* **WORK REQUIRED**: Count the lines in the records below that contain the string "flag". Reply with that number alone.

········

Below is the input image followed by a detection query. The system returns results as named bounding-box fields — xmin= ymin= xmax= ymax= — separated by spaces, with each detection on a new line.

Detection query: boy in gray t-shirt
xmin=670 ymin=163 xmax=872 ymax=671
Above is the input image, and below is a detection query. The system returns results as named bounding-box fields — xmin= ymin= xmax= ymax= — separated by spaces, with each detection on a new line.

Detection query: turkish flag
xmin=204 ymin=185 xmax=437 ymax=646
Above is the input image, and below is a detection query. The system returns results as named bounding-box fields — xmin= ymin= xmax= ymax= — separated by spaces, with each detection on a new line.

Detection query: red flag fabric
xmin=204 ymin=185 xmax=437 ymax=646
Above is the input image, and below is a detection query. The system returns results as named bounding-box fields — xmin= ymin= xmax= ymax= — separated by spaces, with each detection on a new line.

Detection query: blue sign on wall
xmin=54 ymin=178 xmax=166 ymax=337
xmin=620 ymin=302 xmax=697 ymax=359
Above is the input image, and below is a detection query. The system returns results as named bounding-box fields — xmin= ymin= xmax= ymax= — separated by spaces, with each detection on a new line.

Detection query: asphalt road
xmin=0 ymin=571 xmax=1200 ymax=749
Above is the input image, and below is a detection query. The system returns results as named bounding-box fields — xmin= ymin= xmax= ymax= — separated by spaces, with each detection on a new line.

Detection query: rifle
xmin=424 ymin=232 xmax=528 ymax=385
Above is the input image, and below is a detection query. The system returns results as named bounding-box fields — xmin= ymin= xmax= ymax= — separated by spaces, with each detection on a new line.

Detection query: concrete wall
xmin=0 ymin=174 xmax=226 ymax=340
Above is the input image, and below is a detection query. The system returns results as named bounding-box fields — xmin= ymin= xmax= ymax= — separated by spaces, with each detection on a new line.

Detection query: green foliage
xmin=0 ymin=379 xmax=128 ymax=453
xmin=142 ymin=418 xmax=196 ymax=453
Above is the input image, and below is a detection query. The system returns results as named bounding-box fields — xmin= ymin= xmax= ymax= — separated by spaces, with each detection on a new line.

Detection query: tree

········

* **RESULT OF THIS TASK**: 2